§ Exercise instructions
The expected answer is a single number, namely how many lines in the data below hold the word "noun".

§ Input data
────
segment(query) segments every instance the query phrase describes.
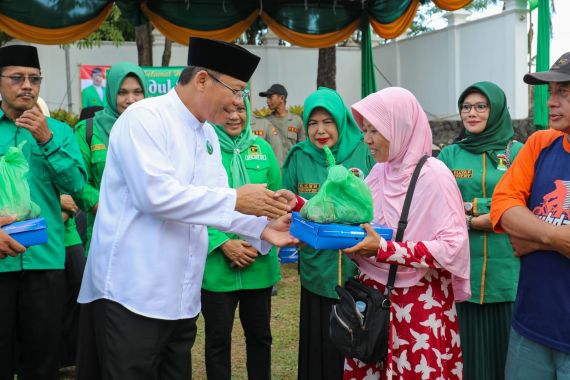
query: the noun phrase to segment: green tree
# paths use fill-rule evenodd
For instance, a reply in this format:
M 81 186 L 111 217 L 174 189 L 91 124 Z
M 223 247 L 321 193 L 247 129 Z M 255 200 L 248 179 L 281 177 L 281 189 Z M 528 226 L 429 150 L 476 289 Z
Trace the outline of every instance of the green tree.
M 497 4 L 497 0 L 473 0 L 471 4 L 465 7 L 466 10 L 471 12 L 477 12 L 487 9 L 490 5 Z M 442 15 L 446 11 L 439 8 L 437 5 L 431 1 L 423 4 L 419 7 L 416 17 L 410 26 L 408 31 L 409 36 L 417 36 L 419 34 L 429 32 L 434 30 L 434 28 L 429 25 L 430 20 L 436 15 Z
M 79 48 L 93 48 L 101 46 L 103 41 L 111 41 L 120 46 L 125 41 L 135 40 L 135 27 L 121 14 L 116 5 L 113 5 L 111 14 L 101 26 L 85 37 L 75 42 Z

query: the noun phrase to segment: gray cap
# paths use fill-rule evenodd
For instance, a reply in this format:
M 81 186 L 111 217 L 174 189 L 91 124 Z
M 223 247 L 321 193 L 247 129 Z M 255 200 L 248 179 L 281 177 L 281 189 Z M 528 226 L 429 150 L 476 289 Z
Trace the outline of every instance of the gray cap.
M 285 89 L 285 86 L 283 86 L 282 84 L 275 83 L 272 84 L 271 87 L 267 89 L 267 91 L 260 92 L 259 96 L 266 98 L 273 94 L 285 95 L 285 97 L 287 97 L 287 90 Z
M 570 52 L 562 54 L 548 71 L 525 74 L 523 81 L 532 85 L 570 82 Z

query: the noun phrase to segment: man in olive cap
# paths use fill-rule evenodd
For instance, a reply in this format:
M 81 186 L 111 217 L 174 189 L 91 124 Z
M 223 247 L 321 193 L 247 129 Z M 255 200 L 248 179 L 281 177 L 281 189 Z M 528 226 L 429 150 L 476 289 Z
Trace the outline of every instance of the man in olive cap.
M 85 184 L 83 160 L 71 128 L 45 117 L 36 107 L 41 81 L 35 47 L 0 48 L 0 156 L 10 147 L 22 146 L 30 168 L 30 197 L 40 207 L 48 232 L 48 243 L 0 260 L 1 379 L 11 379 L 16 370 L 19 379 L 58 376 L 66 294 L 59 196 L 79 191 Z M 0 183 L 6 185 L 10 184 Z
M 491 203 L 497 232 L 520 257 L 506 379 L 570 379 L 570 52 L 549 71 L 549 129 L 529 137 Z
M 271 115 L 267 116 L 267 121 L 271 123 L 271 130 L 257 132 L 259 128 L 252 125 L 253 133 L 258 136 L 262 133 L 265 135 L 265 140 L 275 151 L 279 165 L 283 165 L 291 147 L 306 138 L 303 120 L 287 110 L 287 89 L 285 86 L 278 83 L 273 84 L 266 91 L 260 92 L 259 96 L 267 98 L 267 107 L 271 110 Z
M 243 106 L 258 62 L 237 45 L 191 38 L 178 85 L 115 123 L 79 295 L 79 380 L 191 378 L 206 226 L 262 253 L 267 242 L 295 242 L 278 193 L 228 187 L 206 122 L 221 124 Z

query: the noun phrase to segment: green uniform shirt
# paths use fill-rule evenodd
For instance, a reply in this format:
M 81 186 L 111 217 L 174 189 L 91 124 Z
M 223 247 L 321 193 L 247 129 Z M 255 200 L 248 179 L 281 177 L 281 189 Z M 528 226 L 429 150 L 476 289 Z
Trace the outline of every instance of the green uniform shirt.
M 83 190 L 74 194 L 73 199 L 77 206 L 87 214 L 87 244 L 85 246 L 85 252 L 87 253 L 89 252 L 93 223 L 95 222 L 93 207 L 99 203 L 99 189 L 101 188 L 101 178 L 103 178 L 103 169 L 105 169 L 107 160 L 107 146 L 99 137 L 99 132 L 95 126 L 93 126 L 91 146 L 87 145 L 86 129 L 85 120 L 75 126 L 75 138 L 83 157 L 85 170 L 87 171 L 87 183 Z
M 271 146 L 261 138 L 241 152 L 251 183 L 267 183 L 270 190 L 281 188 L 281 171 Z M 232 186 L 229 173 L 232 154 L 222 150 L 222 162 L 228 172 L 228 182 Z M 242 289 L 268 288 L 281 279 L 277 250 L 275 247 L 267 255 L 259 255 L 255 262 L 246 268 L 232 268 L 231 261 L 219 247 L 230 239 L 241 239 L 238 235 L 226 234 L 208 228 L 208 258 L 204 270 L 202 288 L 211 292 L 231 292 Z
M 91 85 L 89 87 L 85 87 L 85 89 L 81 91 L 81 108 L 93 106 L 105 107 L 105 91 L 107 89 L 105 87 L 101 88 L 103 89 L 103 98 L 99 97 L 99 93 L 95 89 L 95 86 Z
M 81 236 L 77 232 L 77 225 L 75 224 L 75 218 L 69 218 L 63 225 L 63 244 L 66 247 L 71 247 L 72 245 L 83 244 L 81 241 Z
M 368 175 L 374 160 L 364 142 L 355 149 L 342 165 L 348 169 L 358 168 Z M 283 187 L 305 199 L 311 199 L 327 179 L 328 168 L 313 163 L 311 156 L 296 150 L 283 172 Z M 299 255 L 301 285 L 322 297 L 338 298 L 335 287 L 338 285 L 338 251 L 316 250 L 308 245 L 301 248 Z M 356 265 L 342 254 L 342 283 L 356 274 Z
M 522 144 L 514 142 L 510 160 Z M 505 151 L 498 152 L 499 155 Z M 485 153 L 471 153 L 457 144 L 448 145 L 437 157 L 451 170 L 464 202 L 473 203 L 474 215 L 490 212 L 495 186 L 505 173 L 504 160 L 497 165 Z M 469 302 L 512 302 L 517 292 L 519 259 L 506 234 L 469 230 L 471 250 L 471 293 Z
M 40 206 L 48 231 L 47 244 L 32 246 L 17 257 L 0 260 L 0 272 L 64 268 L 64 228 L 59 196 L 81 190 L 85 184 L 85 170 L 71 128 L 49 117 L 47 125 L 53 138 L 39 147 L 28 130 L 16 127 L 0 109 L 0 155 L 6 154 L 9 147 L 27 141 L 23 152 L 30 165 L 30 195 Z
M 271 128 L 266 140 L 271 144 L 279 161 L 279 166 L 283 166 L 289 149 L 298 142 L 305 140 L 303 120 L 291 112 L 287 112 L 287 116 L 284 117 L 271 114 L 267 116 L 267 120 L 273 124 L 273 128 Z

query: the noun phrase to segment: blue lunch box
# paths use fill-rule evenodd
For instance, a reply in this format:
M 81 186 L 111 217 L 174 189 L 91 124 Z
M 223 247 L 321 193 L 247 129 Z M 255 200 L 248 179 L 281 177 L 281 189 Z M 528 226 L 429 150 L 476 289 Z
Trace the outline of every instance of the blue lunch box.
M 375 223 L 371 225 L 378 235 L 386 240 L 392 239 L 393 231 L 391 228 Z M 366 237 L 366 231 L 360 226 L 315 223 L 301 218 L 298 212 L 293 213 L 290 233 L 315 249 L 350 248 Z
M 279 248 L 279 261 L 281 264 L 296 263 L 299 261 L 299 247 L 290 245 Z
M 46 220 L 41 217 L 10 223 L 2 227 L 2 230 L 24 247 L 48 242 Z

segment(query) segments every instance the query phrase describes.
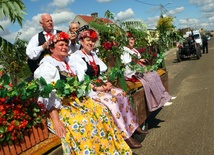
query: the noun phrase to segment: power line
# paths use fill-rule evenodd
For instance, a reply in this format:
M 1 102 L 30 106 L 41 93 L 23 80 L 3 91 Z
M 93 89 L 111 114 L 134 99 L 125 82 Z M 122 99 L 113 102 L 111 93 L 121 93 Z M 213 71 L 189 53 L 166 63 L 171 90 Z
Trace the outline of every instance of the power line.
M 159 6 L 157 4 L 146 3 L 146 2 L 139 1 L 139 0 L 135 0 L 135 1 L 142 3 L 142 4 L 146 4 L 146 5 Z

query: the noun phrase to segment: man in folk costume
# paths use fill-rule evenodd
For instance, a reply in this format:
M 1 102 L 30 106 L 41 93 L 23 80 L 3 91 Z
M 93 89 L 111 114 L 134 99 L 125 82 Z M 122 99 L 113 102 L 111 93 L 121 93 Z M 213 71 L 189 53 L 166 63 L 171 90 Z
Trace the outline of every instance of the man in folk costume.
M 54 22 L 50 14 L 44 13 L 41 15 L 40 25 L 42 26 L 43 31 L 37 33 L 30 39 L 26 49 L 28 66 L 32 73 L 37 69 L 39 62 L 44 55 L 49 53 L 48 40 L 50 37 L 61 32 L 53 28 Z

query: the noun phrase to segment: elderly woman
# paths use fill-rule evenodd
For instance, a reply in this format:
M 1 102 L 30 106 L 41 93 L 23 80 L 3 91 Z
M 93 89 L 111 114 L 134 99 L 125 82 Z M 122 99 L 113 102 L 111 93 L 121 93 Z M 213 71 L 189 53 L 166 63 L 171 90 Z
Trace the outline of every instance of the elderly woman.
M 128 96 L 122 89 L 113 87 L 110 82 L 97 80 L 101 73 L 107 70 L 107 66 L 93 51 L 97 40 L 98 35 L 94 30 L 88 29 L 81 32 L 79 35 L 81 47 L 80 50 L 69 57 L 72 60 L 70 65 L 78 71 L 79 79 L 83 80 L 84 75 L 91 78 L 92 91 L 89 93 L 90 98 L 111 111 L 114 121 L 127 144 L 131 148 L 139 148 L 142 145 L 131 136 L 134 132 L 147 134 L 147 131 L 141 130 L 136 122 L 136 116 L 132 111 Z
M 146 72 L 144 74 L 139 74 L 135 70 L 129 67 L 132 62 L 133 57 L 137 57 L 137 64 L 140 66 L 145 66 L 146 59 L 141 58 L 140 53 L 134 48 L 135 38 L 129 32 L 127 33 L 128 46 L 124 47 L 124 52 L 121 55 L 122 62 L 125 64 L 124 76 L 126 79 L 138 79 L 144 87 L 148 109 L 150 112 L 155 111 L 163 106 L 171 105 L 171 99 L 175 99 L 169 95 L 169 93 L 164 88 L 160 76 L 156 71 Z
M 47 83 L 75 76 L 68 65 L 69 36 L 65 32 L 50 39 L 50 56 L 41 60 L 34 73 Z M 48 126 L 62 140 L 64 154 L 127 154 L 132 151 L 120 135 L 107 108 L 85 99 L 75 102 L 57 98 L 52 91 L 49 98 L 39 98 L 49 113 Z

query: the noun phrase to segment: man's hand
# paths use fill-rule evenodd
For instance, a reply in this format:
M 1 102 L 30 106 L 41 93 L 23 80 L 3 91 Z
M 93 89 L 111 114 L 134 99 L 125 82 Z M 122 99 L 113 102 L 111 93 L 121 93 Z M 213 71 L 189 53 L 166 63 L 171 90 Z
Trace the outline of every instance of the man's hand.
M 50 45 L 50 43 L 49 43 L 49 41 L 46 41 L 46 42 L 44 42 L 44 44 L 42 45 L 42 48 L 45 50 L 45 49 L 49 49 L 49 45 Z

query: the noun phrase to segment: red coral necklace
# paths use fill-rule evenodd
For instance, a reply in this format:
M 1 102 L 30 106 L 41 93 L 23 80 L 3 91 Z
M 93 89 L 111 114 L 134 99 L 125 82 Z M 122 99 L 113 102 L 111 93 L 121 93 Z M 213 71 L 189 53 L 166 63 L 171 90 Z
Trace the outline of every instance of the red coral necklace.
M 59 61 L 59 60 L 57 60 L 54 56 L 51 56 L 52 58 L 54 58 L 56 61 Z M 68 63 L 66 62 L 66 61 L 64 61 L 64 63 L 65 63 L 65 69 L 66 69 L 66 71 L 68 71 L 68 74 L 70 75 L 70 76 L 76 76 L 75 74 L 74 74 L 74 72 L 71 70 L 71 67 L 68 65 Z
M 91 56 L 92 59 L 93 59 L 93 61 L 90 61 L 90 59 L 89 59 L 89 57 L 88 57 L 88 54 L 87 54 L 86 52 L 84 52 L 84 51 L 82 51 L 82 52 L 83 52 L 83 54 L 85 54 L 85 56 L 88 58 L 89 63 L 90 63 L 90 66 L 91 66 L 91 67 L 93 68 L 93 70 L 94 70 L 94 76 L 97 76 L 97 74 L 98 74 L 98 67 L 97 67 L 97 64 L 96 64 L 96 62 L 95 62 L 95 60 L 94 60 L 93 55 L 90 54 L 90 56 Z

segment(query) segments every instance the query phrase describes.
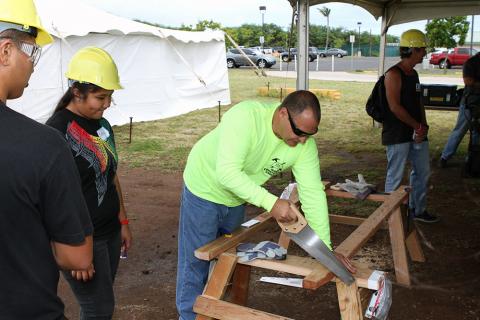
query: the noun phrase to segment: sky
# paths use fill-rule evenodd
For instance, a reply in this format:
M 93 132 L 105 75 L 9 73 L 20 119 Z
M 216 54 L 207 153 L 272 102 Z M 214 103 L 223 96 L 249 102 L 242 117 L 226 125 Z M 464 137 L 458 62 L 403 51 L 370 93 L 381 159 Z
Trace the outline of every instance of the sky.
M 287 0 L 81 0 L 84 3 L 108 11 L 112 14 L 157 23 L 165 26 L 179 27 L 182 23 L 193 25 L 201 20 L 213 20 L 224 27 L 238 27 L 244 23 L 260 25 L 262 15 L 259 7 L 266 6 L 264 23 L 274 23 L 287 28 L 291 23 L 292 9 Z M 360 31 L 380 33 L 378 21 L 363 8 L 343 3 L 328 3 L 310 8 L 310 23 L 326 25 L 326 18 L 317 9 L 323 6 L 331 9 L 330 26 Z M 468 18 L 470 20 L 470 17 Z M 477 16 L 476 21 L 480 21 Z M 405 23 L 390 27 L 388 33 L 400 36 L 405 30 L 425 29 L 426 21 Z M 476 23 L 480 30 L 480 23 Z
────
§ Answer space
11